▸ WHAT YOU WILL DO
Scanning the entries below, copy every line that contains the word "orange".

──────── RECORDS FOR THIS EXERCISE ────────

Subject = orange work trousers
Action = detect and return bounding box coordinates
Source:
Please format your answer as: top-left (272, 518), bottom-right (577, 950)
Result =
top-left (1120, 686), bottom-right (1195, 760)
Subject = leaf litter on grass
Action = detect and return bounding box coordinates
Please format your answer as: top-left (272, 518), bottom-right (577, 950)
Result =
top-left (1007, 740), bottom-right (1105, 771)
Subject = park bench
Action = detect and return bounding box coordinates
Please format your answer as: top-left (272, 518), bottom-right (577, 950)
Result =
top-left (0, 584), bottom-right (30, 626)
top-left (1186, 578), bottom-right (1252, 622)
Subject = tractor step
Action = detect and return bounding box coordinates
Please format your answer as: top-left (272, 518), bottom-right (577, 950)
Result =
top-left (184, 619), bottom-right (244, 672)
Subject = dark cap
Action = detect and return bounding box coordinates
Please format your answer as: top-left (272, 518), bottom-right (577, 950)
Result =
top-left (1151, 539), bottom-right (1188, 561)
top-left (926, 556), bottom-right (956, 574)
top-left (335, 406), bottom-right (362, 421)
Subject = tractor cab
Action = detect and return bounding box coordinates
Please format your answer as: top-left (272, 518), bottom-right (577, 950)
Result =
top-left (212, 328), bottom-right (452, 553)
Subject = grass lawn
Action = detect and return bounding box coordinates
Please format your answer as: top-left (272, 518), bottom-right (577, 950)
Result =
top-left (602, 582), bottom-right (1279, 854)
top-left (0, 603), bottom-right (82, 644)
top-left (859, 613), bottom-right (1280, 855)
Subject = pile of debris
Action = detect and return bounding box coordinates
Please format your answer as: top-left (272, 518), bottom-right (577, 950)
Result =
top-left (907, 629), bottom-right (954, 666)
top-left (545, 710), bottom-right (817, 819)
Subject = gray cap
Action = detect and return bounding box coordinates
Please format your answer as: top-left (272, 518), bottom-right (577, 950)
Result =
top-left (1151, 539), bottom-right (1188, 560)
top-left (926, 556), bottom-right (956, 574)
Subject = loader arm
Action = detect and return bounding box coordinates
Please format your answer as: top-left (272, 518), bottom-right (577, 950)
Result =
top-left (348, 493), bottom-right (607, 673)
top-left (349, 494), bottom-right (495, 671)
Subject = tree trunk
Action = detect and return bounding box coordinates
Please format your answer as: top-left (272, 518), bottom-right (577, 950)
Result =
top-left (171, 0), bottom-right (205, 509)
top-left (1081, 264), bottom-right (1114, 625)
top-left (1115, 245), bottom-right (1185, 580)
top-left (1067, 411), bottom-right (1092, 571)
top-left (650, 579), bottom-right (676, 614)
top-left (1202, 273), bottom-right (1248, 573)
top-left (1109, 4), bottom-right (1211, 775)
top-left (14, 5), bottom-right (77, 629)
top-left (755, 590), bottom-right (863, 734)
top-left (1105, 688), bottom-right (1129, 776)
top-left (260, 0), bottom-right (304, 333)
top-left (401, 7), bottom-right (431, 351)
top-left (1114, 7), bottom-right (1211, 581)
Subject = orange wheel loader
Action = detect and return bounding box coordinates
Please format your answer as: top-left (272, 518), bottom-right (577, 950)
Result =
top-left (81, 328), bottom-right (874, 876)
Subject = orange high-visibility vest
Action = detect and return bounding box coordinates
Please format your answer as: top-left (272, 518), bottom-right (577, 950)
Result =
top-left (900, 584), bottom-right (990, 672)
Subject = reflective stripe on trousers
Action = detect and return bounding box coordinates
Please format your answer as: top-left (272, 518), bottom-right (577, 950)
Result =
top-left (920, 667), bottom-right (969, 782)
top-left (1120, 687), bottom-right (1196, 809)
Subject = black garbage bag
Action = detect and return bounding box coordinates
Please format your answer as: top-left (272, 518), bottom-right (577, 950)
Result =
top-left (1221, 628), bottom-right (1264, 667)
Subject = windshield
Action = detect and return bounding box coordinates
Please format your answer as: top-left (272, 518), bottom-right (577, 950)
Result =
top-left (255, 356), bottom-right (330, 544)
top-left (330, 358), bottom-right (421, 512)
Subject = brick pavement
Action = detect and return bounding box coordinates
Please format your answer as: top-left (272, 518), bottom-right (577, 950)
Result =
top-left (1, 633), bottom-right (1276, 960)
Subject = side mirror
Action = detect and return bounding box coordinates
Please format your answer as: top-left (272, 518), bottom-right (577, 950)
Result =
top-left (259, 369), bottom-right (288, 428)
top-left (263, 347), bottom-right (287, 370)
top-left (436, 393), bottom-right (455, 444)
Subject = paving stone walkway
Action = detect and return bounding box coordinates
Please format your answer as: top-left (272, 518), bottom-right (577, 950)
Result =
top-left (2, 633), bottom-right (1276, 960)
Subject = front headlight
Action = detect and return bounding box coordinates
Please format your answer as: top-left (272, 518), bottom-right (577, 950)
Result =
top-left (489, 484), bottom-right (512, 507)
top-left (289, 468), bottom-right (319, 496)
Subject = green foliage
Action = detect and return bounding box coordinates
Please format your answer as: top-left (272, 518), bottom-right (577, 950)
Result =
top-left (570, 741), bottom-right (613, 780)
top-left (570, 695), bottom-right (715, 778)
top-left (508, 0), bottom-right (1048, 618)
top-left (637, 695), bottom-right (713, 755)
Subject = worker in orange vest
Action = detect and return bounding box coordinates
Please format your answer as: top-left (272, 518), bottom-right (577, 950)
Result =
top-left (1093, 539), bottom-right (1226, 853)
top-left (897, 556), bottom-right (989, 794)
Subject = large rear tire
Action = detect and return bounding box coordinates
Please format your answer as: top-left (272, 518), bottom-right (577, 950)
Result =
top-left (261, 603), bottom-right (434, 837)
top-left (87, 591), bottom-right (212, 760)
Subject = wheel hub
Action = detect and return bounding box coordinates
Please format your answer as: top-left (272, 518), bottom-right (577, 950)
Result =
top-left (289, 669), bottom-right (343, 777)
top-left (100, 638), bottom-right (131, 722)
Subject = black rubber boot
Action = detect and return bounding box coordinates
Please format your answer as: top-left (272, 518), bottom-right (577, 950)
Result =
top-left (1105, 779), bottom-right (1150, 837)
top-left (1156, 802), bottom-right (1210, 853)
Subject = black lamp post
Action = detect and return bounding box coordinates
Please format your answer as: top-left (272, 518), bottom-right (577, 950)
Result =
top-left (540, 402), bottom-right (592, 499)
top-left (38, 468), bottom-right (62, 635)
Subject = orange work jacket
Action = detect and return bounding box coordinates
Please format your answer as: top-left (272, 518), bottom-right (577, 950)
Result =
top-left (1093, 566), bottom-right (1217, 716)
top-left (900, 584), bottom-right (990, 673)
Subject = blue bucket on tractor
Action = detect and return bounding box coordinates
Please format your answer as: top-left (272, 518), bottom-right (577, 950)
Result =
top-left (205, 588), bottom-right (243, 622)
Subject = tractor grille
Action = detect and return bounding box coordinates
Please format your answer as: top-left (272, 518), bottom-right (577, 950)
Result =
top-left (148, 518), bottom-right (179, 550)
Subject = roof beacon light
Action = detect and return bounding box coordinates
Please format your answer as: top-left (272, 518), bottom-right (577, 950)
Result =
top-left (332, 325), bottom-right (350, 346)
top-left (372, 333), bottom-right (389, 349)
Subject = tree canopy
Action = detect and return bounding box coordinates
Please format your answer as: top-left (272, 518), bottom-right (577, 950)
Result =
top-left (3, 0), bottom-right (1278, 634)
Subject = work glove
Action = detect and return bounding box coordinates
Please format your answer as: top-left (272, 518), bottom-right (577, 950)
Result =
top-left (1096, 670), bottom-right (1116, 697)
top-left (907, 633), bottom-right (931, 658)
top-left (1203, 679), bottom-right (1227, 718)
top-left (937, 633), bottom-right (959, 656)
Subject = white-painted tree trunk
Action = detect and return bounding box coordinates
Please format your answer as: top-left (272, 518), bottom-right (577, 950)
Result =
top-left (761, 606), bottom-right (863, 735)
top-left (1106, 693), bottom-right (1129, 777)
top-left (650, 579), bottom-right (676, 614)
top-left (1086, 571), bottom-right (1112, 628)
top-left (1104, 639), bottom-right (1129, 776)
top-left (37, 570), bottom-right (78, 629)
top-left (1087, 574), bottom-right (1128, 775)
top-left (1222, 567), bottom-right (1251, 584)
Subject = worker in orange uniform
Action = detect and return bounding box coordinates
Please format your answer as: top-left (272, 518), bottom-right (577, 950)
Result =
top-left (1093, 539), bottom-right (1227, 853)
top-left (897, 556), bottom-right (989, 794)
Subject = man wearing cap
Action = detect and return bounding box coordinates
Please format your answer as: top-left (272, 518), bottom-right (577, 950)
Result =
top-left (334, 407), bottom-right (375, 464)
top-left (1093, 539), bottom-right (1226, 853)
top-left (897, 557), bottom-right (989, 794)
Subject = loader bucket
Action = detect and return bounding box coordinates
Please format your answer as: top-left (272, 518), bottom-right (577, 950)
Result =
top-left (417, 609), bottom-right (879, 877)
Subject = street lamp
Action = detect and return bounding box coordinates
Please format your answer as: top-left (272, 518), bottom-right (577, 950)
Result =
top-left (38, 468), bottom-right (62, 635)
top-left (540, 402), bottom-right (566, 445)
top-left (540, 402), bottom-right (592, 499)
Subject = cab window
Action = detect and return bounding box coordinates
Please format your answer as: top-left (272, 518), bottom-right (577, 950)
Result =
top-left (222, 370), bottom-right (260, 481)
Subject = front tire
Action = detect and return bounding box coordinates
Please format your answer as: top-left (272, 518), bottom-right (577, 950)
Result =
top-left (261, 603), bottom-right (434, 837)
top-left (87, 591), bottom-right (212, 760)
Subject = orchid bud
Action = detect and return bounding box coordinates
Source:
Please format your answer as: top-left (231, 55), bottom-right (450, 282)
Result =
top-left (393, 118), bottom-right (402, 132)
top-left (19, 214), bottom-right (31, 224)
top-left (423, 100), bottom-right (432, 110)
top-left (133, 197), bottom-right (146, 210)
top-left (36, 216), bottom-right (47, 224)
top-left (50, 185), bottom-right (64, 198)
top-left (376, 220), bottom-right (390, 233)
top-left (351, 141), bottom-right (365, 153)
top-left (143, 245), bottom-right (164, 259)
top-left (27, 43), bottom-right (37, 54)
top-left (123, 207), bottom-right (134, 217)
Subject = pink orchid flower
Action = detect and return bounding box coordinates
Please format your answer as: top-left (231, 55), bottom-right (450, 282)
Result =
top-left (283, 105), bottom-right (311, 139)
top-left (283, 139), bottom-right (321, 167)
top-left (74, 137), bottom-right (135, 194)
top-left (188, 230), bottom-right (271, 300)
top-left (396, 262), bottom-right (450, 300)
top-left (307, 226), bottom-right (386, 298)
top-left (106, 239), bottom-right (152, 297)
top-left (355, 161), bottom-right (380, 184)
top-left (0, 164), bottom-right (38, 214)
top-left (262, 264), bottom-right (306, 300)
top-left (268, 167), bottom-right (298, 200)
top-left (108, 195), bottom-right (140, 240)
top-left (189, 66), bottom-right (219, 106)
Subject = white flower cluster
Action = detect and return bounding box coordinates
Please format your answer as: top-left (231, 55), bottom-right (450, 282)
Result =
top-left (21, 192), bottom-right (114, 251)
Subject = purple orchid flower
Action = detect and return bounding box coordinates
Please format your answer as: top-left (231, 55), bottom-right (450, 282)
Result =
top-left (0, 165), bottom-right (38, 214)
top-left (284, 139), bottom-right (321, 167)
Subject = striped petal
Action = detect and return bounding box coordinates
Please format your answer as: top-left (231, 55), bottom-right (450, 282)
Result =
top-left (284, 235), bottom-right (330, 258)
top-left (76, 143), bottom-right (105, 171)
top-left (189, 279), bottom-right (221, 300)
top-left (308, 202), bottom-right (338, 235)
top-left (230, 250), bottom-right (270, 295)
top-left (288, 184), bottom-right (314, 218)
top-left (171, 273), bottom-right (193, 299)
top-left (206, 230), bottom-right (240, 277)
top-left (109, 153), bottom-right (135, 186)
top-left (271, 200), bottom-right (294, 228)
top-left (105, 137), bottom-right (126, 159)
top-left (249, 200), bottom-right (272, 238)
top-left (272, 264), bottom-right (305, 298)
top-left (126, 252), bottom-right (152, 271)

────────

▸ RESPONSE TO THIS EXERCISE
Subject = orange work trousers
Subject = orange wheel loader
Subject = orange high-visibility vest
Subject = worker in orange vest
Subject = orange work jacket
Subject = worker in orange uniform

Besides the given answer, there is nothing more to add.